• **Vorliegender Text**:
Die Beschwerde der Antragstellerin ist unbegründet.
Nach § 146 Abs. 4 Satz 3 VwGO muss die Beschwerde die Gründe darlegen, aus denen
die Entscheidung abzuändern oder aufzuheben ist, und sich mit der angefochtenen
Entscheidung auseinandersetzen. Die Prüfung des Oberverwaltungsgerichts ist nach §
146 Abs. 4 Satz 6 VwGO auf die fristgemäß dargelegten Beschwerdegründe beschränkt.
Die von der Antragstellerin mit der Beschwerde dargelegten Gründe rechtfertigen im
Ergebnis keine Änderung des angefochtenen Beschlusses, denn auf eine Verletzung des
Rücksichtnahmegebotes aus § 34 Abs. 1 BauGB wegen einer erdrückenden Wirkung des
Vorhabens der Beigeladenen oder durch unzumutbare Einsichtsmöglichkeiten auf ihr
Grundstück kann sie sich nicht stützen.

• **Vorliegende Einträge**:
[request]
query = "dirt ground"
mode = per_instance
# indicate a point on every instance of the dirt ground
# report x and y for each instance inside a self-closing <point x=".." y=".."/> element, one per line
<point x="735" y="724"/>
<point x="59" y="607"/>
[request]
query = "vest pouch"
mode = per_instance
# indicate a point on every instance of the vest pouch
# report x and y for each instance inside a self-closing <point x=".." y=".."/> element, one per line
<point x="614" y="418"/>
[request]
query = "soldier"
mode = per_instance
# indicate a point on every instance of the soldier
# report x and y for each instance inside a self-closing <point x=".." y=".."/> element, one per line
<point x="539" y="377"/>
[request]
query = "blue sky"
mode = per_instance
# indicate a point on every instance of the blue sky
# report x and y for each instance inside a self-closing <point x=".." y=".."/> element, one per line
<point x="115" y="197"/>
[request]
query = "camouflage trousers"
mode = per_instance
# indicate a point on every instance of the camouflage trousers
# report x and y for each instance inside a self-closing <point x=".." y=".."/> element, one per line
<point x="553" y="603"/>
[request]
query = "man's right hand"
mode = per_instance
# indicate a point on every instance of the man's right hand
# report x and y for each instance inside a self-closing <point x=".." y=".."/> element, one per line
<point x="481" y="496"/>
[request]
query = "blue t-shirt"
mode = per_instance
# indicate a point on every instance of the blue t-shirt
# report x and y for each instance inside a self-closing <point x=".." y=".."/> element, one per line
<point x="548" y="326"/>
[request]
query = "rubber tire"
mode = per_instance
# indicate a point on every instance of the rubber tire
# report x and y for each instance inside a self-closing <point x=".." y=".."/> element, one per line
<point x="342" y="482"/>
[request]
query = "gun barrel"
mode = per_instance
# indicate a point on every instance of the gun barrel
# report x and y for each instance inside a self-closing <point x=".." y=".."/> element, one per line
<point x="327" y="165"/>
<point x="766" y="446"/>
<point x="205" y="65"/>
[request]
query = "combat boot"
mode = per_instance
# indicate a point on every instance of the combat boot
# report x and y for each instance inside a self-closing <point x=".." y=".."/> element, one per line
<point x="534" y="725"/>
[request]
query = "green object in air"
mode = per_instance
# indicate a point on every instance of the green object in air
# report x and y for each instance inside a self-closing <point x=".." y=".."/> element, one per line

• **Aufgabe**: Führe den Text über die Beschwerde der Antragstellerin nach seinem letzten Satz weiter. Die Einträge spielen hier keine Rolle.

• **Gelöste Aufgabe**:
Das aus dem Begriff des Einfügens im Sinne von § 34 Abs. 1 BauGB ableitbare
Rücksichtnahmegebot kann nach der Rechtsprechung (vgl. BVerwG, Urteil vom 11.
Januar 1999, BRS 62 Nr. 102) nur verletzt sein, wenn sich ein Vorhaben objektivrechtlich
nach Art und Maß der baulichen Nutzung, der Bauweise und der Grundstücksfläche, die
überbaut werden soll, nicht in die Eigenart der näheren Umgebung einfügt. Andere als
diese vier Normelemente des § 34 Abs. 1 BauGB sind für die Bewertung der Frage, ob
sich ein Bauvorhaben in die nähere Umgebung einfügt, ohne Belang (vgl. OVG NW,
Beschluss vom 30. September 2005, BauR 2006, 95). Deshalb ist die für die für die
Antragstellerin überraschende Ausrichtung der „Gebäudefront“ zur seitlichen
Grundstücksgrenze und damit auf ihr Grundstück zu im Zusammenhang mit der Frage
des Sicheinfügens nicht von Bedeutung, auch wenn diese bauliche Figur in dem
gesamten Baublock kein Vorbild hat.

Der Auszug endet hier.